━━ Verilen metin

Hadrianus Tapınağı’nın girişinde, Efes’in kuruluş efsanesi yazıyor: “...Atina kralı Kodros'un cesur oğlu Androklos, Ege'nin karşı yakasını keşfetmek ister. Önce, Delfi kentindeki Apollon Tapınağı'nın kahinlerine danışır. Kahinler ona, balık ve domuzun işaret ettiği yerde bir kent kuracağını söyler. Androklos bu sözlerin anlamını düşünürken Ege'nin lacivert sularına yelken açar. Kaystros Nehri'nin ağzındaki körfeze geldiklerinde karaya çıkmaya karar verirler. Ateş yakarak tuttukları balıkları pişirirlerken çalıların arasından çıkan bir yabandomuzu, balığı kaparak kaçar. İşte kehanet gerçekleşmiştir. Burada bir kent kurmaya karar verirler..”
Antik Yunan’dan Roma’ya, oradan da Bizans’a kadar uzanan bir tarihi var Efes’in. Eski Yunan kentleri içerisinde Atina’yla birlikte en önemlilerinden olması mı, Yedi Uyurlar nedeniyle Hrıstiyanlık için taşıdığı önem mi, yoksa Artemis tapınağıyla izini gördüğümüz Anadolu ana tanrıça kültüründen geliyor olması mı daha önemli bilmiyorum. Bildiğim tek bir şey var ki; 2015 yılından beri UNESCO Dünya Mirası Listesi’nde yer alan Selçuk’taki bu antik kent gerçekten çok büyüleyici bir yer.
Efes’in tarihini okudukça etkilenmemek mümkün değil. Zamanında doğu ile batı arasındaki en büyük kültürel ve ticari köprü olmuş bu şehri gezmek insanda bambaşka bir his yaratıyor. Efes’in mermer yolunda yürüdünüz mü hiç bilmem; Celcus Kütüphanesi’nin oraya doğru inerken etrafta artık günümüz medeniyetine dair hiçbir şey görmemeye başlarsınız. Efes Harabeleri o kadar iyi durumda kalmıştır ki içinde gezdiğinizde sanki her an bir köşe başından sandaletli Yunan tüccarları ya da sakallı bir filozof fırlayacak gibi hissedersiniz. Belki birkaç elektrik direği, belki gökyüzünden geçen bir uçak… Onun dışında herşey aynı binlerce yıl önceki havasında durmaktadır. Her ne kadar yıkılmış olsa da Efes canlı bir şehir.

━━━━

Yönergeler ve koşullar:
Efes yazısına göre şu soruları kısaca yanıtlayın:
1. Kahinler Androklos'a kenti nerede kuracağını söyler?
2. Efes hangi yıldan beri UNESCO Dünya Mirası Listesi'nde yer alıyor?
3. Efes zamanında doğu ile batı arasında ne olmuş?

━━ Verilen veriler

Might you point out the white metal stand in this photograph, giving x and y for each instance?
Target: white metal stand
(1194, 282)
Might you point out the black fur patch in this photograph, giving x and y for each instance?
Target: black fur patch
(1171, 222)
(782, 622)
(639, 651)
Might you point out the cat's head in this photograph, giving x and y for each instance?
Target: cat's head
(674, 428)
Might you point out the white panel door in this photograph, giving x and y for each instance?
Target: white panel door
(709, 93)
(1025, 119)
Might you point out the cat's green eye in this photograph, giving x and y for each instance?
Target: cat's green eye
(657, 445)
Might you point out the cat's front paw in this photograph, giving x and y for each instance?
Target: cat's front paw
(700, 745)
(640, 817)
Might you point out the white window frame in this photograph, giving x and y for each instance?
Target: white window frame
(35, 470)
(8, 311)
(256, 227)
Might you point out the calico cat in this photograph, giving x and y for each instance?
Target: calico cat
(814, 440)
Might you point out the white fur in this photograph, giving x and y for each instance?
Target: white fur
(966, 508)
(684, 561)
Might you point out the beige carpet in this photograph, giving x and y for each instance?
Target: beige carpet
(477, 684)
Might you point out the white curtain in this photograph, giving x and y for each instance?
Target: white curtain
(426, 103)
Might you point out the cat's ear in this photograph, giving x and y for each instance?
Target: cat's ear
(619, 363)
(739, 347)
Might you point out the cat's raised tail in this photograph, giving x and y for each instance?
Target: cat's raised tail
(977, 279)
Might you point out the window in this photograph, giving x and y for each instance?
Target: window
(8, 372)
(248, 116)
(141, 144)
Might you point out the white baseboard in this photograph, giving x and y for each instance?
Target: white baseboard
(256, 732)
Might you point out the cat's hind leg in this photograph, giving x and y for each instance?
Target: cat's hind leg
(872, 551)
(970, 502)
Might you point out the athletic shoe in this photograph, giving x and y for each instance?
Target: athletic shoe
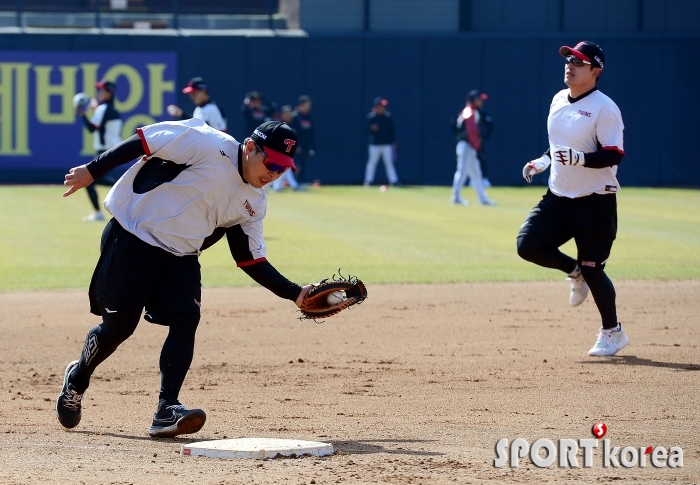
(68, 404)
(579, 290)
(175, 420)
(609, 342)
(95, 216)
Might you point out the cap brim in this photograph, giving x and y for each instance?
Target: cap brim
(565, 51)
(280, 159)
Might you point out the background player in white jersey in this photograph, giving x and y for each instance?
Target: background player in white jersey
(205, 108)
(192, 185)
(585, 146)
(106, 127)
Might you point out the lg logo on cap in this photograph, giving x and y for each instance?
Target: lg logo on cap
(290, 143)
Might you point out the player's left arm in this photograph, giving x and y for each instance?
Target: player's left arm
(609, 128)
(610, 150)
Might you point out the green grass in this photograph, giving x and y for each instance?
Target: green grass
(400, 236)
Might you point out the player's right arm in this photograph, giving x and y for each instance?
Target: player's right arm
(84, 175)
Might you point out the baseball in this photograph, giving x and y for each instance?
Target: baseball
(335, 297)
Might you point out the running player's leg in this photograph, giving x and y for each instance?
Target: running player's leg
(120, 288)
(372, 160)
(544, 231)
(461, 173)
(176, 355)
(595, 232)
(388, 156)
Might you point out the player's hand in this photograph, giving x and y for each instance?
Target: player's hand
(174, 111)
(536, 166)
(567, 156)
(304, 291)
(77, 178)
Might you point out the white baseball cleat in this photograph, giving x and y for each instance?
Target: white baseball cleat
(609, 342)
(579, 290)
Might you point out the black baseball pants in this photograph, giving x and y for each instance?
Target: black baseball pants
(592, 222)
(132, 275)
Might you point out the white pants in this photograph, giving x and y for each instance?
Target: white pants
(375, 151)
(467, 167)
(289, 177)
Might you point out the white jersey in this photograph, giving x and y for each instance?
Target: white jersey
(586, 125)
(186, 185)
(211, 115)
(106, 115)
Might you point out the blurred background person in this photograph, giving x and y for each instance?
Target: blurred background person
(382, 142)
(303, 125)
(256, 110)
(106, 127)
(469, 144)
(205, 107)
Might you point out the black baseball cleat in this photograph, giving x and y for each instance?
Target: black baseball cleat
(170, 421)
(68, 404)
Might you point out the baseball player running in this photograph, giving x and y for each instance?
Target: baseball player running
(585, 146)
(206, 109)
(192, 185)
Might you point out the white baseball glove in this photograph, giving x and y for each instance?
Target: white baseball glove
(535, 167)
(567, 156)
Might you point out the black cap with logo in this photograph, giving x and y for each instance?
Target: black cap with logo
(586, 51)
(106, 85)
(278, 141)
(195, 84)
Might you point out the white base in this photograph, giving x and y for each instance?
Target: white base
(255, 448)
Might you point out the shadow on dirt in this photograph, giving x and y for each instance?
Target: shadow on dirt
(365, 447)
(633, 360)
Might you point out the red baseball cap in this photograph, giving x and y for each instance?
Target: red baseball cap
(279, 142)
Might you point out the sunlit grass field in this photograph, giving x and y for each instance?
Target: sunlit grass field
(404, 235)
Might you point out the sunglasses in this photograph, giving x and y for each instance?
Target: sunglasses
(577, 62)
(270, 165)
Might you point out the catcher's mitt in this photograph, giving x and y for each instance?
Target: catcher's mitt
(316, 305)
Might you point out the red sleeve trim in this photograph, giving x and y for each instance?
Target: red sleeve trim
(250, 263)
(139, 131)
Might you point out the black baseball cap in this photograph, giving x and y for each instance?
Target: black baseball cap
(278, 141)
(476, 94)
(195, 84)
(106, 85)
(586, 51)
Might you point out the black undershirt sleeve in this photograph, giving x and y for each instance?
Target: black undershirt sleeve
(124, 152)
(602, 159)
(262, 272)
(266, 275)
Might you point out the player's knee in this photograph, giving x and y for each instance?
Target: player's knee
(528, 248)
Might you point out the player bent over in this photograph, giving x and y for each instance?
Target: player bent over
(585, 146)
(192, 185)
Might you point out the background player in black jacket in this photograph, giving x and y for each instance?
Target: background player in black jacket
(382, 142)
(106, 127)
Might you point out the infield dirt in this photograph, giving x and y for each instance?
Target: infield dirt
(416, 385)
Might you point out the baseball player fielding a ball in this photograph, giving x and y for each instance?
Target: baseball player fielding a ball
(192, 185)
(585, 146)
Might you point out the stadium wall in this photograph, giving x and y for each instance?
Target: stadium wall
(425, 78)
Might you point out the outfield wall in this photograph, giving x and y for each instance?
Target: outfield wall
(426, 78)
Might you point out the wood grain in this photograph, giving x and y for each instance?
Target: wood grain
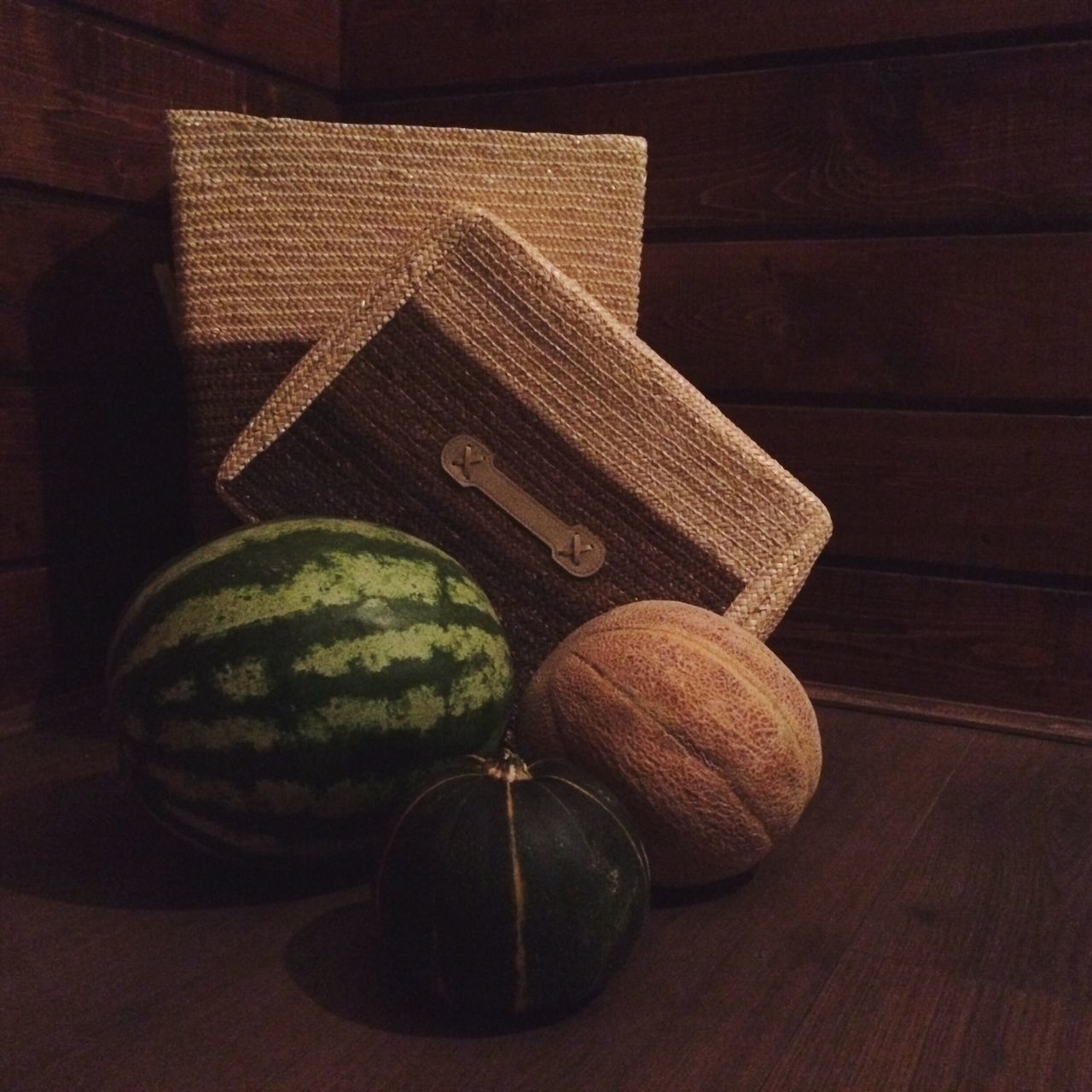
(285, 993)
(1014, 647)
(473, 42)
(1003, 492)
(964, 321)
(909, 1029)
(972, 969)
(969, 141)
(296, 38)
(84, 104)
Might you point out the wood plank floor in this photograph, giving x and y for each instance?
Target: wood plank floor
(927, 926)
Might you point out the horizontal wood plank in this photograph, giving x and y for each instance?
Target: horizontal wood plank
(961, 320)
(78, 296)
(471, 42)
(296, 38)
(984, 919)
(986, 491)
(92, 468)
(83, 102)
(1014, 647)
(967, 141)
(720, 978)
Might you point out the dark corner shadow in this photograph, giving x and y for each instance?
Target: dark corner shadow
(340, 962)
(109, 412)
(89, 841)
(665, 897)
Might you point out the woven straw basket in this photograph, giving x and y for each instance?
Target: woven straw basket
(479, 398)
(281, 224)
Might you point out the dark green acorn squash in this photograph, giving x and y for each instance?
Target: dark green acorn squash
(509, 890)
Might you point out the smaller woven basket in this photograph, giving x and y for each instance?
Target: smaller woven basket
(480, 398)
(280, 224)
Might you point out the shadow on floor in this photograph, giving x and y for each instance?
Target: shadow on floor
(90, 841)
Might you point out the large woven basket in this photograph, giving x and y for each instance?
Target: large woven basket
(281, 224)
(480, 398)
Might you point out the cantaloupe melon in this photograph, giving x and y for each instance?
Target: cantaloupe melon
(701, 730)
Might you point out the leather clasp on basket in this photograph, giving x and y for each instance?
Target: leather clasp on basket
(572, 546)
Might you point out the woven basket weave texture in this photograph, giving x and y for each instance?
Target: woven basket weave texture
(281, 224)
(476, 332)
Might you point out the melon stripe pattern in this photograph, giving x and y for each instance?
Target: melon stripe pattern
(276, 689)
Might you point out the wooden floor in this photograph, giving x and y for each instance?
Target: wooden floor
(927, 926)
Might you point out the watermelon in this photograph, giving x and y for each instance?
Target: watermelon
(273, 691)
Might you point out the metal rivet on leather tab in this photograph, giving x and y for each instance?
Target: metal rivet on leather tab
(572, 546)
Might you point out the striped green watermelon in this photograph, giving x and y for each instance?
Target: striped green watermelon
(276, 689)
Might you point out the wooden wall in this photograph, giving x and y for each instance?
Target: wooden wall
(867, 241)
(92, 429)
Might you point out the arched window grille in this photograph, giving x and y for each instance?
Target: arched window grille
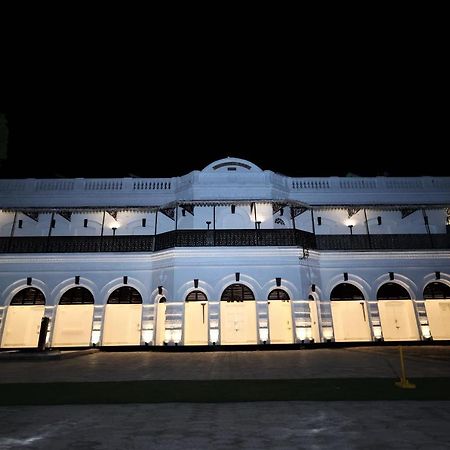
(77, 296)
(125, 295)
(346, 291)
(28, 296)
(237, 293)
(196, 296)
(392, 291)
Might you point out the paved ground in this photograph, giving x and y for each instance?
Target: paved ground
(257, 425)
(420, 361)
(262, 425)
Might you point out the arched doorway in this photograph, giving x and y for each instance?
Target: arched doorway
(160, 325)
(238, 316)
(437, 306)
(23, 319)
(349, 314)
(314, 315)
(74, 316)
(280, 317)
(196, 319)
(123, 317)
(397, 315)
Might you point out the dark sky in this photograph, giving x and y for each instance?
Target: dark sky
(120, 143)
(363, 97)
(372, 112)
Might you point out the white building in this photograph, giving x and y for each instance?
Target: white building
(231, 254)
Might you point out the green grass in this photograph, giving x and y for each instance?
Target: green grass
(221, 391)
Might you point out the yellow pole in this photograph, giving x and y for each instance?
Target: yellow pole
(403, 383)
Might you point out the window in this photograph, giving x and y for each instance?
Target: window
(196, 296)
(278, 294)
(346, 291)
(125, 295)
(436, 289)
(237, 292)
(77, 296)
(392, 291)
(28, 296)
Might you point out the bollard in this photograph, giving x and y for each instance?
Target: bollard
(43, 333)
(403, 383)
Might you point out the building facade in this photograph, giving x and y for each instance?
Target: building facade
(228, 255)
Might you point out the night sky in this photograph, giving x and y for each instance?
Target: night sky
(102, 144)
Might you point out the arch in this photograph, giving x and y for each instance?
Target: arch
(238, 324)
(397, 313)
(23, 319)
(196, 296)
(436, 290)
(346, 291)
(73, 319)
(234, 164)
(237, 292)
(281, 324)
(77, 296)
(123, 317)
(28, 296)
(392, 291)
(125, 295)
(350, 316)
(196, 323)
(437, 305)
(160, 320)
(278, 294)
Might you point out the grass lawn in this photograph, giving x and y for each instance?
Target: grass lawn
(221, 391)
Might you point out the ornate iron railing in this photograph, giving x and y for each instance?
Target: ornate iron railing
(223, 238)
(383, 241)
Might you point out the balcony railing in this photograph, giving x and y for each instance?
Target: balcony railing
(179, 238)
(222, 238)
(383, 241)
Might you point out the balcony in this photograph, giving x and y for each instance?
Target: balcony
(223, 238)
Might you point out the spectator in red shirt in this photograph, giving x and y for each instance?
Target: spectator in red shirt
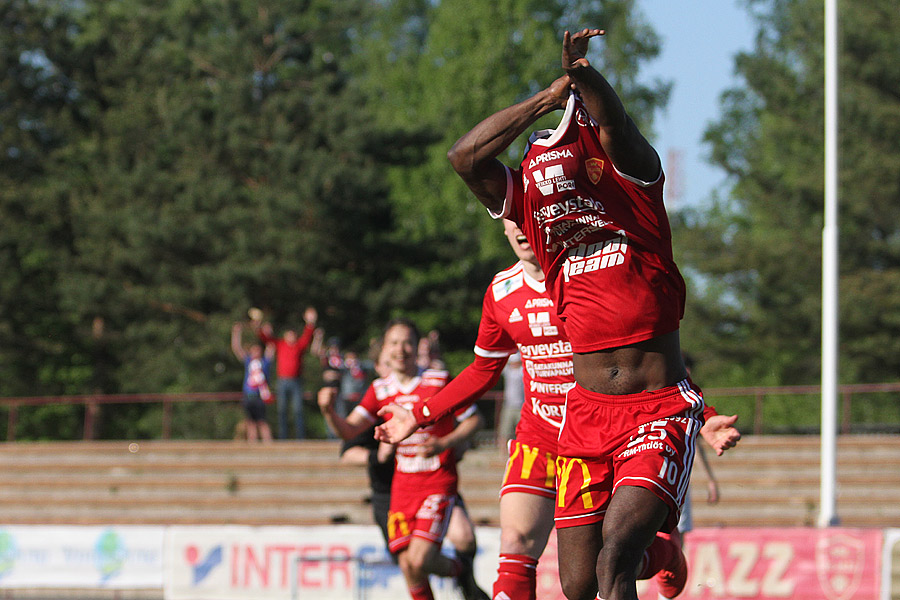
(289, 351)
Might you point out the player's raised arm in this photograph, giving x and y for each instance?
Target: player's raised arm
(474, 155)
(628, 149)
(400, 426)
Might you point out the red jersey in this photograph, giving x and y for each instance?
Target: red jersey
(602, 238)
(414, 473)
(289, 357)
(517, 315)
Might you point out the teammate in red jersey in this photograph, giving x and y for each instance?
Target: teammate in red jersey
(517, 315)
(588, 197)
(424, 487)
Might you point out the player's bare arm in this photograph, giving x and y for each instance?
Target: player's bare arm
(400, 426)
(474, 155)
(720, 433)
(457, 438)
(629, 151)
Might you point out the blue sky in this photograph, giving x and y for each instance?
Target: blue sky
(699, 41)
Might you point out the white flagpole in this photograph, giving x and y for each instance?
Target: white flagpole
(828, 493)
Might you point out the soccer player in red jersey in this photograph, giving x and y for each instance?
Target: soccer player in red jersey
(589, 198)
(424, 486)
(517, 315)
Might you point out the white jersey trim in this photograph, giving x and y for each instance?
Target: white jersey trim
(538, 286)
(549, 137)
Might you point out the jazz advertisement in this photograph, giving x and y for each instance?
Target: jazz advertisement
(765, 564)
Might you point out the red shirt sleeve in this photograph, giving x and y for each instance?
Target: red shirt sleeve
(468, 386)
(370, 403)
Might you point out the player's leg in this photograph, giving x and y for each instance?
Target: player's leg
(579, 547)
(299, 417)
(412, 560)
(281, 405)
(461, 534)
(525, 524)
(634, 516)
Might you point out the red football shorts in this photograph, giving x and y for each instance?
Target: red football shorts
(530, 470)
(644, 440)
(420, 515)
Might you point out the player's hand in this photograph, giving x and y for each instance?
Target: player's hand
(558, 91)
(398, 427)
(575, 47)
(326, 398)
(720, 433)
(712, 492)
(432, 447)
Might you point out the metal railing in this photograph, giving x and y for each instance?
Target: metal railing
(758, 395)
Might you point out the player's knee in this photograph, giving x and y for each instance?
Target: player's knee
(514, 541)
(578, 585)
(412, 564)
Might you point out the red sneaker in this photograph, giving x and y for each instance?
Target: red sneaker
(672, 579)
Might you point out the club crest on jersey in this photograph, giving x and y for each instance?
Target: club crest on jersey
(594, 168)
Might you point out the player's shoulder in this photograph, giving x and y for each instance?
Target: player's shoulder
(507, 281)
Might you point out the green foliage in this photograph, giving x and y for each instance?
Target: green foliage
(165, 166)
(753, 255)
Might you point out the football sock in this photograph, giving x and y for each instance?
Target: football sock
(516, 577)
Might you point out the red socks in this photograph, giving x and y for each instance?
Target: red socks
(515, 578)
(659, 554)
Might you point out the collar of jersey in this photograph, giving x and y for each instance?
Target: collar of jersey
(549, 137)
(404, 389)
(538, 286)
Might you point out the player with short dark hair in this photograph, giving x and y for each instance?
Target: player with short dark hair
(589, 198)
(424, 486)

━━━━

Tam yanıt:
1. Balık ve domuzun işaret ettiği yerde.
2. 2015 yılından beri.
3. En büyük kültürel ve ticari köprü olmuş.